+++ RECORDS PROVIDED +++

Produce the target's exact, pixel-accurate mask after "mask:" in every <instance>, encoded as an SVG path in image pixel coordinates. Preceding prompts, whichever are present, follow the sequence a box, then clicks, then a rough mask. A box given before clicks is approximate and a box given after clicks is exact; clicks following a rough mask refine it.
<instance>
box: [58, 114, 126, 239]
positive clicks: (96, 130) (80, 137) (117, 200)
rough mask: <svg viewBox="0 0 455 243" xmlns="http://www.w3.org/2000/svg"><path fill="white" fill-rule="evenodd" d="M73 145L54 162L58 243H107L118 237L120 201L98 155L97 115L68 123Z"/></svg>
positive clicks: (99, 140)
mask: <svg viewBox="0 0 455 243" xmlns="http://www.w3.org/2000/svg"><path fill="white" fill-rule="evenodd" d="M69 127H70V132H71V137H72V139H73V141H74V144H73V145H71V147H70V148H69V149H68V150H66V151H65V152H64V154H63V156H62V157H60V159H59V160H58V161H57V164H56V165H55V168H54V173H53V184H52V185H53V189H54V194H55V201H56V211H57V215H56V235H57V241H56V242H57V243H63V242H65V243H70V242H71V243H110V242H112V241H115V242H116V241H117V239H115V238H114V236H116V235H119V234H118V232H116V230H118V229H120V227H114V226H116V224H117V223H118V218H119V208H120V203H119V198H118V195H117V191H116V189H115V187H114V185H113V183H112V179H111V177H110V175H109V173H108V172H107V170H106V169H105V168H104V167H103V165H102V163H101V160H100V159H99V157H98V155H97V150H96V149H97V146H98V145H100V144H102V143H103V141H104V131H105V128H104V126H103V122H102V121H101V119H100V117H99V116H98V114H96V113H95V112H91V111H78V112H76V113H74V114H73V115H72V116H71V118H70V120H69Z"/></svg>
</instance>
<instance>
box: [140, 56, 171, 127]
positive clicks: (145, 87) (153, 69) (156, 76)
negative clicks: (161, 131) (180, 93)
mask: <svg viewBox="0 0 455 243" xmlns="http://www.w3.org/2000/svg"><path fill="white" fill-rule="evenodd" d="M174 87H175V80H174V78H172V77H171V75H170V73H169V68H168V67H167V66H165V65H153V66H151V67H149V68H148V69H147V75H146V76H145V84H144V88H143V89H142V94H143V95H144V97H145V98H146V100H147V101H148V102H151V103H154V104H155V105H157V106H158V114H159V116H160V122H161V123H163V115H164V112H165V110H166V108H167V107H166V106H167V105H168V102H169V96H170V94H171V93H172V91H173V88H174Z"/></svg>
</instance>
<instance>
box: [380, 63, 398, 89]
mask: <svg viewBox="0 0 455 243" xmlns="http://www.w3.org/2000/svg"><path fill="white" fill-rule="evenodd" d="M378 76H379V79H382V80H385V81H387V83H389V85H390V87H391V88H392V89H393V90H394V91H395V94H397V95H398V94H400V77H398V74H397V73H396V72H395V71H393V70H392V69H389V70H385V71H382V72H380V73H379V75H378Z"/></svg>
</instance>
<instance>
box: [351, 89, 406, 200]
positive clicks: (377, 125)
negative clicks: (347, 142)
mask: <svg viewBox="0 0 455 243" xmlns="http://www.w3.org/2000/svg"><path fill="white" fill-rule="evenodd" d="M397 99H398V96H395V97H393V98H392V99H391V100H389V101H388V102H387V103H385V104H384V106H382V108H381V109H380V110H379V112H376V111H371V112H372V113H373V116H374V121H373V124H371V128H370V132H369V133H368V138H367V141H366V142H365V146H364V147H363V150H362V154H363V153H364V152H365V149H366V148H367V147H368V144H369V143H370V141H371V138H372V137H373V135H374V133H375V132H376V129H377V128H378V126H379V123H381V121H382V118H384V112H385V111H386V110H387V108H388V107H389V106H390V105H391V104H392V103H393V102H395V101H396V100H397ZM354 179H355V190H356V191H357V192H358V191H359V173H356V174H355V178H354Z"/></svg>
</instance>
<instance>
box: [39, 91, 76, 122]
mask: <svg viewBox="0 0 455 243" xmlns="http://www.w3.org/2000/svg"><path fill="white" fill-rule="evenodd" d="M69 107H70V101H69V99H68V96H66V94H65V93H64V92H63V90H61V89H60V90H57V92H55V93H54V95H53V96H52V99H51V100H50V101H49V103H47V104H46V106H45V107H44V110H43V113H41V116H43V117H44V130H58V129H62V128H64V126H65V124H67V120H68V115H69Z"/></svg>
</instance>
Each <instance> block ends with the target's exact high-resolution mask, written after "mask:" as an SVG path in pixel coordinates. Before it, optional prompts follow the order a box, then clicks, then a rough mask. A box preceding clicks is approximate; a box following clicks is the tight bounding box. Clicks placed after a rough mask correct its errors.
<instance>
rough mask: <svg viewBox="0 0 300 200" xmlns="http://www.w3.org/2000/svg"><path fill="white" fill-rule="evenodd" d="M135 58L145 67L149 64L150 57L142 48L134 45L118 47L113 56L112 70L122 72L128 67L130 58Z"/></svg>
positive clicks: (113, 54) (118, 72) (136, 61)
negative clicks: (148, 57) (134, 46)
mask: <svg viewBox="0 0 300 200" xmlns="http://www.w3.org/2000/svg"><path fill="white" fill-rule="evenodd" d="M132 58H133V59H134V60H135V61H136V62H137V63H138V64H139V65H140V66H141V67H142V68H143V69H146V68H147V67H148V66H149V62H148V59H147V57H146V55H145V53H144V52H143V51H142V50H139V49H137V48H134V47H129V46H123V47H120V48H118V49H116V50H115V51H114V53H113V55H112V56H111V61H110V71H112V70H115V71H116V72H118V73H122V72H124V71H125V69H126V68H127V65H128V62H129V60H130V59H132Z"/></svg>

+++

AIM OF THE TASK
Set down the whole listing exactly.

EXERCISE OUTPUT
Produce the target's exact, pixel-accurate mask after "mask:" in every <instance>, encoded as an SVG path in image pixel coordinates. Preceding prompts, whichever are present, follow the sequence a box, then clicks, then a rough mask. A box given before clicks is approximate and a box given after clicks is exact; clicks following a rough mask refine it.
<instance>
box: [58, 114, 126, 239]
positive clicks: (96, 130) (80, 137) (117, 200)
rough mask: <svg viewBox="0 0 455 243" xmlns="http://www.w3.org/2000/svg"><path fill="white" fill-rule="evenodd" d="M73 145L54 162L58 243H107L118 237L120 201L98 155L97 115L68 123Z"/></svg>
positive clicks: (99, 140)
mask: <svg viewBox="0 0 455 243" xmlns="http://www.w3.org/2000/svg"><path fill="white" fill-rule="evenodd" d="M69 127H70V132H71V137H72V139H73V141H74V144H73V145H71V147H70V148H69V149H68V150H66V151H65V152H64V154H63V156H62V157H60V159H59V160H58V161H57V164H56V165H55V168H54V173H53V184H52V185H53V189H54V194H55V201H56V211H57V215H56V235H57V241H56V242H57V243H63V242H65V243H70V242H71V243H110V242H112V241H115V242H116V241H117V239H115V238H114V236H116V235H119V234H118V232H116V230H118V229H120V227H114V226H116V224H117V223H118V218H119V208H120V203H119V198H118V195H117V191H116V189H115V187H114V185H113V183H112V179H111V177H110V175H109V173H108V172H107V170H106V169H105V168H104V167H103V165H102V163H101V160H100V159H99V157H98V155H97V150H96V149H97V146H98V145H100V144H102V143H103V141H104V131H105V128H104V126H103V122H102V121H101V119H100V117H99V116H98V114H96V113H95V112H91V111H78V112H76V113H74V114H73V115H72V116H71V118H70V120H69Z"/></svg>
</instance>
<instance>
box: [140, 56, 171, 127]
positive clicks: (145, 87) (153, 69) (156, 76)
negative clicks: (161, 131) (180, 93)
mask: <svg viewBox="0 0 455 243" xmlns="http://www.w3.org/2000/svg"><path fill="white" fill-rule="evenodd" d="M174 87H175V80H174V78H172V77H171V75H170V73H169V68H168V67H167V66H165V65H153V66H151V67H149V68H148V69H147V75H146V76H145V84H144V88H143V89H142V94H143V95H144V97H145V98H146V100H147V101H148V102H151V103H154V104H155V105H157V106H158V114H159V116H160V122H161V123H163V115H164V112H165V110H166V108H167V107H166V106H167V105H168V102H169V96H170V94H171V93H172V91H173V88H174Z"/></svg>
</instance>
<instance>
box: [380, 63, 398, 89]
mask: <svg viewBox="0 0 455 243" xmlns="http://www.w3.org/2000/svg"><path fill="white" fill-rule="evenodd" d="M378 76H379V79H382V80H385V81H387V83H389V85H390V87H391V88H392V89H393V90H394V91H395V94H397V95H398V94H400V77H398V74H397V73H396V72H395V71H393V70H392V69H389V70H385V71H382V72H380V73H379V75H378Z"/></svg>
</instance>
<instance>
box: [351, 89, 406, 200]
positive clicks: (377, 125)
negative clicks: (347, 142)
mask: <svg viewBox="0 0 455 243" xmlns="http://www.w3.org/2000/svg"><path fill="white" fill-rule="evenodd" d="M397 99H398V96H395V97H393V98H392V99H391V100H389V101H388V102H387V103H385V104H384V106H382V108H381V109H380V110H379V112H376V111H371V112H372V113H373V116H374V121H373V124H371V128H370V132H369V133H368V138H367V141H366V142H365V146H364V147H363V150H362V154H363V153H364V152H365V149H366V148H367V147H368V144H369V143H370V141H371V138H372V137H373V135H374V133H375V132H376V129H377V128H378V126H379V123H381V121H382V118H384V112H385V111H386V110H387V108H388V107H389V106H390V105H391V104H392V103H393V102H395V101H396V100H397ZM354 179H355V190H356V191H357V192H358V191H359V173H356V174H355V178H354Z"/></svg>
</instance>
<instance>
box: [39, 91, 76, 122]
mask: <svg viewBox="0 0 455 243" xmlns="http://www.w3.org/2000/svg"><path fill="white" fill-rule="evenodd" d="M69 107H70V101H69V99H68V96H66V94H65V93H64V92H63V90H61V89H60V90H57V92H55V93H54V95H53V96H52V99H51V100H50V101H49V103H47V104H46V106H45V107H44V110H43V113H41V116H43V117H44V130H58V129H62V128H64V126H65V124H67V120H68V115H69Z"/></svg>
</instance>
Each <instance> block ends with the target's exact high-resolution mask, written after "mask:" as an SVG path in pixel coordinates. Before it, optional prompts follow the order a box, then clicks, then a rough mask. A box preceding clicks is approximate; a box following clicks is the tight bounding box. Clicks placed after a rough mask correct its errors.
<instance>
rough mask: <svg viewBox="0 0 300 200" xmlns="http://www.w3.org/2000/svg"><path fill="white" fill-rule="evenodd" d="M135 58L145 67L149 64L150 57L142 48L134 45L118 47L113 56L112 70L122 72L128 67L130 58Z"/></svg>
positive clicks: (113, 54) (118, 72) (136, 61)
negative clicks: (148, 57) (134, 46)
mask: <svg viewBox="0 0 300 200" xmlns="http://www.w3.org/2000/svg"><path fill="white" fill-rule="evenodd" d="M132 58H133V59H134V60H135V61H136V62H137V63H138V64H139V65H140V66H141V67H142V68H143V69H146V68H147V67H148V66H149V62H148V59H147V57H146V55H145V53H144V52H143V51H142V50H139V49H137V48H134V47H129V46H123V47H120V48H118V49H116V50H115V51H114V53H113V55H112V56H111V61H110V71H112V70H115V71H116V72H118V73H122V72H124V71H125V69H126V68H127V65H128V62H129V60H130V59H132Z"/></svg>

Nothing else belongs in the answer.